[Provided passage Boundary: Start]
Skip to content

System Architecture

The In-Dataset Discovery Service is a self-contained application designed to act as a specialized query layer within the DataGEMS ecosystem.

Core Components

  1. FastAPI Application: The heart of the service is a Python web application built with FastAPI. It exposes the REST API, handles incoming HTTP requests, and orchestrates all internal operations.

  2. Geospatial Component: A module that processes natural language geospatial queries, identifies places using Wikidata, generates OverpassQL queries, and retrieves geospatial data from OpenStreetMap via the Overpass API.

  3. Text-to-SQL Component: An intelligent module that converts natural language questions into SQL queries using LLM capabilities. It handles database schema understanding, query generation, and execution.

  4. Security Layer: This layer intercepts all incoming requests to perform authentication and authorization. It integrates with an external OIDC provider to validate JWTs and with the DataGEMS Gateway to fetch user-specific permissions.

Request Flow

Geospatial Query Flow

  1. A user sends a GET /geospatial request with a natural language question about a location.
  2. The service uses Wikidata to identify the most relevant place entity.
  3. An OverpassQL query is generated based on the Wikidata information.
  4. The Overpass API is queried to retrieve geospatial data.
  5. Results are formatted and returned, including coordinates, GeoJSON data, and bounding boxes.

Text-to-SQL Query Flow

  1. A user sends a POST /text2sql request with a natural language question and database connection information.
  2. The Security Layer validates the token and checks for the required user roles (if authentication is enabled).
  3. The Text-to-SQL Component uses an LLM to analyze the question and database schema.
  4. A SQL query pattern is generated and parameterized with the provided coordinates or other parameters.
  5. The SQL query is executed against the specified database.
  6. Results are returned with the generated SQL and execution results.
[Provided passage Boundary: End]
[Excerpted data Boundary: Start]
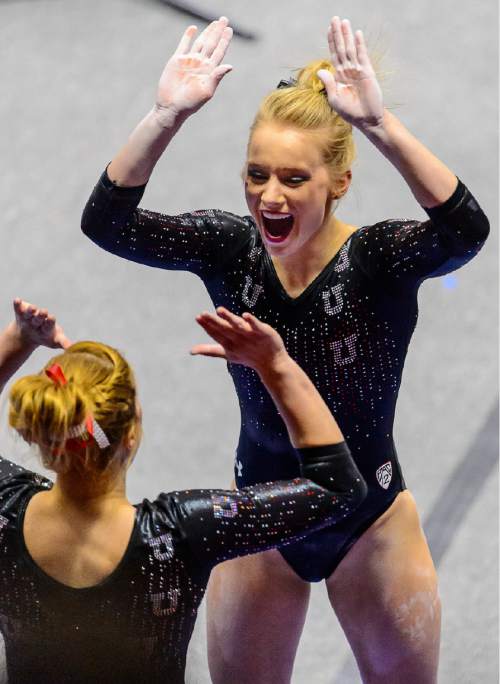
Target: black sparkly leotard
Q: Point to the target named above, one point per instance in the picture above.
(135, 626)
(349, 330)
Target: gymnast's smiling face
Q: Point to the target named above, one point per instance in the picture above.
(288, 187)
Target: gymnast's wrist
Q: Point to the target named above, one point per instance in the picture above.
(272, 369)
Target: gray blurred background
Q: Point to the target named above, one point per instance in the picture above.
(77, 75)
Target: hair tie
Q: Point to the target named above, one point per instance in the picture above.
(291, 83)
(56, 374)
(90, 427)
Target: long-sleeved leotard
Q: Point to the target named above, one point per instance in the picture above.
(135, 626)
(349, 330)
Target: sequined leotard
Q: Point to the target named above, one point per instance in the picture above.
(349, 330)
(135, 626)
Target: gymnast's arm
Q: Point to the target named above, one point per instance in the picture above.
(222, 524)
(189, 80)
(32, 327)
(457, 226)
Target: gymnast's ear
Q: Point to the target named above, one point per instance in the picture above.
(341, 185)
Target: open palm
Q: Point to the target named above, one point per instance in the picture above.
(194, 71)
(353, 91)
(38, 327)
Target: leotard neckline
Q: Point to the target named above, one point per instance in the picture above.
(28, 558)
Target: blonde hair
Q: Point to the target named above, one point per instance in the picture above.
(305, 106)
(100, 383)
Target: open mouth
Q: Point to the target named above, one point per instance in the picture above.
(277, 227)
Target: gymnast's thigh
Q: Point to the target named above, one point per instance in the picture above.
(256, 608)
(385, 595)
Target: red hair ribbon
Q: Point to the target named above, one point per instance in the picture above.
(56, 374)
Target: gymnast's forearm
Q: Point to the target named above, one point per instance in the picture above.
(14, 350)
(134, 163)
(428, 178)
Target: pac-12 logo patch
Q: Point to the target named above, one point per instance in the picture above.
(384, 475)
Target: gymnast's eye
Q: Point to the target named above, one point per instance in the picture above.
(256, 176)
(296, 180)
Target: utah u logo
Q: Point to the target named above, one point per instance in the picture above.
(343, 260)
(344, 350)
(251, 299)
(384, 475)
(335, 307)
(163, 548)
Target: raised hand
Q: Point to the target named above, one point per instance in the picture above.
(353, 91)
(241, 339)
(193, 73)
(37, 327)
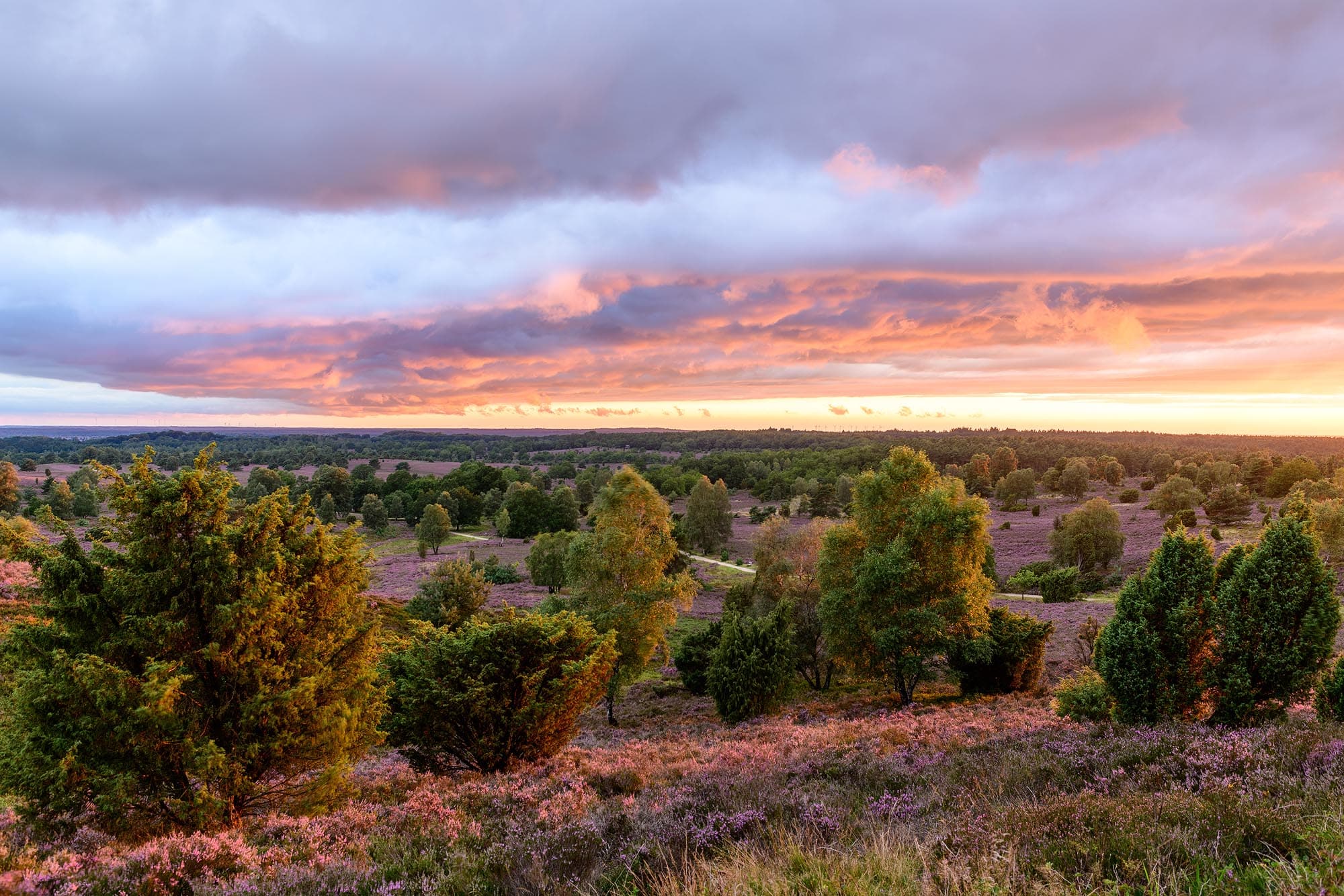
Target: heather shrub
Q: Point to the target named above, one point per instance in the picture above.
(220, 664)
(693, 658)
(1083, 698)
(1275, 623)
(1009, 658)
(753, 664)
(1330, 694)
(451, 596)
(1060, 586)
(493, 692)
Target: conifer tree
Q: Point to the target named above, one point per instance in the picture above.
(1154, 652)
(217, 666)
(1275, 624)
(619, 576)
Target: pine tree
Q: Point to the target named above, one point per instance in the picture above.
(752, 666)
(619, 576)
(1275, 623)
(1154, 652)
(217, 666)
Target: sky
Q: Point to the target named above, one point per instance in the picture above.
(853, 214)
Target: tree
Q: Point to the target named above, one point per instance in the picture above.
(433, 529)
(1015, 488)
(495, 692)
(1177, 495)
(451, 596)
(529, 511)
(1088, 538)
(618, 576)
(327, 511)
(564, 515)
(1075, 480)
(1283, 480)
(709, 517)
(1114, 472)
(216, 666)
(694, 655)
(9, 488)
(1275, 624)
(787, 572)
(752, 666)
(87, 502)
(1154, 652)
(546, 559)
(1003, 463)
(373, 514)
(1009, 658)
(905, 577)
(1228, 504)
[Excerpted data Boundary: End]
_Task details_: Reproduce word for word the section of the system architecture text that opens with the words containing "4. The Overpass" and closes with "and bounding boxes.". Work from the system architecture text alone.

_Task solution_:
4. The Overpass API is queried to retrieve geospatial data.
  5. Results are formatted and returned, including coordinates, GeoJSON data, and bounding boxes.